Selected excerpt.

"""

The Iron Heel (1908)Edit

  • Judge them by their works. What have they done for mankind beyond the spinning of airy fancies and the mistaking of their own shadows for gods?
    • Ernest, Chapter One

Martin Eden (1909)Edit

  • It was just such uniqueness of points of view that startled Ruth. Not only were they new to her, and contrary to her own beliefs, but she always felt in them germs of truth that threatened to unseat or modify her own convictions. Had she been fourteen instead of twenty-four, she might have been changed by them; but she was twenty-four, conservative by nature and upbringing, and already crystallized into the cranny of life where she had been born and formed. It was true, his bizarre judgments troubled her in the moments they were uttered, but she ascribed them to his novelty of type and strangeness of living, and they were soon forgotten. Nevertheless, while she disapproved of them, the strength of their utterance, and the flashing of eyes and earnestness of face that accompanied them, always thrilled her and drew her toward him. She would never have guessed that this man who had come from beyond her horizon, was, in such moments, flashing on beyond her horizon with wider and deeper concepts. Her own limits were the limits of her horizon; but limited minds can recognize limitations only in others. And so she felt that her outlook was very wide indeed, and that where his conflicted with hers marked his limitations; and she dreamed of helping him to see as she saw, of widening his horizon until it was identified with hers.
    • Ch. VIII
  • Much of this he strove to express to Ruth, and shocked her and made it clear that more remodelling was necessary. Hers was that common insularity of mind that makes human creatures believe that their color, creed, and politics are best and right and that other human creatures scattered over the world are less fortunately placed than they. It was the same insularity of mind that made the ancient Jew thank God he was not born a woman, and sent the modern missionary god-substituting to the ends of the earth; and it made Ruth desire to shape this man from other crannies of life into the likeness of the men who lived in her particular cranny of life.
    • Ch. VIII
  • Too much is written by the men who can't write about the men who do write.
    • Ch. XXXII
  • "Then one can't make a living out of poetry?"
    "Certainly not. What fool expects to? Out of rhyming, yes."
    • Ch. XXXII

John Barleycorn (1913)Edit

  • I am. I was. I am not. I never am.
    • Ch. I
  • There are, broadly speaking, two types of drinkers. There is the man whom we all know, stupid, unimaginative, whose brain is bitten numbly by numb maggots; who walks generously with wide-spread, tentative legs, falls frequently in the gutter, and who sees, in the extremity of his ecstasy, blue mice and pink elephants.... The other type of drinker has imagination, vision. Even when most pleasantly jingled he walks straight and naturally, never staggers nor falls, and knows just where he is and what he is doing. It is not his body but his brain that is drunken.
    • Ch. II
  • I was five years old the first time I got drunk.
    • Ch. III
  • Men do not knowingly drink for the effect alcohol produces on the body. What they drink for is the brain-effect; and if it must come through the body, so much the worse for the body.
    • Ch. V
  • The fortunate man is the one who cannot take more than a couple of drinks without becoming intoxicated. The unfortunate wight is the one who can take many glasses without betraying a sign; who must take numerous glasses in order to get the kick.

"""

Work request.
Answer these questions about the quotations above, one per line:
1. In the Martin Eden passage, how old is Ruth?
2. In John Barleycorn, how old was the speaker the first time of getting drunk?
3. In what year does the heading date The Iron Heel?
The rows that come next are separate material, unrelated to the quotations.

(Stored records)
"""

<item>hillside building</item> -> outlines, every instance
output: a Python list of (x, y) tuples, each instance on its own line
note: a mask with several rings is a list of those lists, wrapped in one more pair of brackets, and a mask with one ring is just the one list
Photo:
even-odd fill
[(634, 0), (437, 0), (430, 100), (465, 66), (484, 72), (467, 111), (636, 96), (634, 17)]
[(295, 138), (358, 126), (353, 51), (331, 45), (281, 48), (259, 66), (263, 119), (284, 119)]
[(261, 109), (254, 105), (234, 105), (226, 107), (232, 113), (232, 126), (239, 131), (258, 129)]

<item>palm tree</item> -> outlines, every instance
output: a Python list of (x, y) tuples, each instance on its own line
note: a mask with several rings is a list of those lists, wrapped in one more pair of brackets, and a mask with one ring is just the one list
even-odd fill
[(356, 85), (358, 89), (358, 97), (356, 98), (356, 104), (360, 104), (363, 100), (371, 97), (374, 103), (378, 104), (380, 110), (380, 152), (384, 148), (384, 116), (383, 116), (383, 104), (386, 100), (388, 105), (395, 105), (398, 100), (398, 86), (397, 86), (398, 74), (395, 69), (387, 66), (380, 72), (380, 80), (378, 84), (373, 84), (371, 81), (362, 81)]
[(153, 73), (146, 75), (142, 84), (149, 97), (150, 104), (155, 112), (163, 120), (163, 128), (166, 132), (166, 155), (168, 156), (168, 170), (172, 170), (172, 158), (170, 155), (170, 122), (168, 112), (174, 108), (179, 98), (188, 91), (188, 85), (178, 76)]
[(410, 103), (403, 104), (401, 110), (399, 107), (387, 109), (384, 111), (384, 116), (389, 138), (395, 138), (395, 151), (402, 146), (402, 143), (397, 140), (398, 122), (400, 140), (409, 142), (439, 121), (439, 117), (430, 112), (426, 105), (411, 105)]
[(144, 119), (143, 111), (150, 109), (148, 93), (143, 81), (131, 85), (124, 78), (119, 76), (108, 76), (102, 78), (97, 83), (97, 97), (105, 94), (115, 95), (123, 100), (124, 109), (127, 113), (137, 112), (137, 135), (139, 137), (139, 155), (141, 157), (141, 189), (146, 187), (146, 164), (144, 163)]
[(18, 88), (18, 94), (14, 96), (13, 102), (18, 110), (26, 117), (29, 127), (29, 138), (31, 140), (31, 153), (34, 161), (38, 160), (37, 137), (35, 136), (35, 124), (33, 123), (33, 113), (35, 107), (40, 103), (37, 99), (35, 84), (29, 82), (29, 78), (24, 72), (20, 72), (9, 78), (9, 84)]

"""

Answer space.
1. Twenty-four
2. Five years old
3. 1908